WHAT THIS TASK INVOLVES:
Copy out, word for word, the part of the data below that opens with the line containing "Reviewer note: confirm that every instance of the mountain" and runs through the end of the data.
BEGIN DATA
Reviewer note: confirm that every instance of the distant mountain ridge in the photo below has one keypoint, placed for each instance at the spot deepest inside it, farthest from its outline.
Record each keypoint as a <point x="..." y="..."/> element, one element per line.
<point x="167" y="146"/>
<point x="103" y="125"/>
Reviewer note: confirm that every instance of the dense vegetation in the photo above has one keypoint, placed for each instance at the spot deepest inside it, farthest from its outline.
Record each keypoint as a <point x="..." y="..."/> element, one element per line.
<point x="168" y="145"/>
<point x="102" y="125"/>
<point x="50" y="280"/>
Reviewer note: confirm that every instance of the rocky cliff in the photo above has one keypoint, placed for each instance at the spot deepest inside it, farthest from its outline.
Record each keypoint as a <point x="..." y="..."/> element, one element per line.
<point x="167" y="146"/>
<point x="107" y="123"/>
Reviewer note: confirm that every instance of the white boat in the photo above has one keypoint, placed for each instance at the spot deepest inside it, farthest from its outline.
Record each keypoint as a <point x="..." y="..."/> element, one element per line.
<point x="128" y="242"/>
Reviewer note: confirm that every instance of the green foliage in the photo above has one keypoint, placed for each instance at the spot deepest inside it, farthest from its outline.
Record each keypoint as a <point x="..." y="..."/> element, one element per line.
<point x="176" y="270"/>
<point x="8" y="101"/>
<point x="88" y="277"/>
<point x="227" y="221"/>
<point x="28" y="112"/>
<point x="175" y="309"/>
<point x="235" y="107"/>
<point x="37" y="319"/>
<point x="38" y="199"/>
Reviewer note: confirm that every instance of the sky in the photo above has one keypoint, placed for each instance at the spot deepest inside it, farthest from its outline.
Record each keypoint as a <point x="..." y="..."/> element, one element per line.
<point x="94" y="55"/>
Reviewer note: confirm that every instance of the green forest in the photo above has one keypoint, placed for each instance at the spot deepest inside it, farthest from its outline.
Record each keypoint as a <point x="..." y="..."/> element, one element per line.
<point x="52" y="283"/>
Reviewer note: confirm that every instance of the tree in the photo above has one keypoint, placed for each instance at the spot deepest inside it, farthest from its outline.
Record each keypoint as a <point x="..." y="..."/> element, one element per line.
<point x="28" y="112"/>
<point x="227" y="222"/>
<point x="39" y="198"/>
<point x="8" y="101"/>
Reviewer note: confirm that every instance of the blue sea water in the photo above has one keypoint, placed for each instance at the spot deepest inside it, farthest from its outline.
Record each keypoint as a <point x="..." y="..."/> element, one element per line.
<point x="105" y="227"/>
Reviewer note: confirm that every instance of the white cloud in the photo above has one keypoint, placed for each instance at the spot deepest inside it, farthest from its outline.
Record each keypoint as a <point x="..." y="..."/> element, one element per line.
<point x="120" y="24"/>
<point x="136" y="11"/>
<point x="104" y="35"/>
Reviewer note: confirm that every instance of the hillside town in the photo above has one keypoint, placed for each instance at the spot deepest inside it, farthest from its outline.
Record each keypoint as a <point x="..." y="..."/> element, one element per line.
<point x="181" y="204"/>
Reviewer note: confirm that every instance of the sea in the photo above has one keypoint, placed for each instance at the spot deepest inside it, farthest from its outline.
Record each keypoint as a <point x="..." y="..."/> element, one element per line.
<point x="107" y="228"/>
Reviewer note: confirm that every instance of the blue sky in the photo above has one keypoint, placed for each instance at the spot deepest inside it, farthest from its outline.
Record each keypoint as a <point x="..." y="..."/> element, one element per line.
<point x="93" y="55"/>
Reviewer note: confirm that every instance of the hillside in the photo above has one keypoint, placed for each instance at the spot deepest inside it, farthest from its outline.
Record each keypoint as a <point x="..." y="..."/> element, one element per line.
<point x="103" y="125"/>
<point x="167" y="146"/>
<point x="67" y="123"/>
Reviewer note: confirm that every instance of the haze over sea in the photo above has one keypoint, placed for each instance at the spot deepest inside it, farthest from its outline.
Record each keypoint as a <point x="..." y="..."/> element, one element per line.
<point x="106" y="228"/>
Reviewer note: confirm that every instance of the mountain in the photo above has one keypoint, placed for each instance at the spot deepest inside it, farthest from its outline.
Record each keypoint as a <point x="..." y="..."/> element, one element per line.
END DATA
EXERCISE RESPONSE:
Reviewer note: confirm that every instance of the mountain in the photo above has one keypoint, placed for each instance at the spot deepest inside it, farthest from its outline.
Record each keypoint as a <point x="..." y="..."/> element, one element per line.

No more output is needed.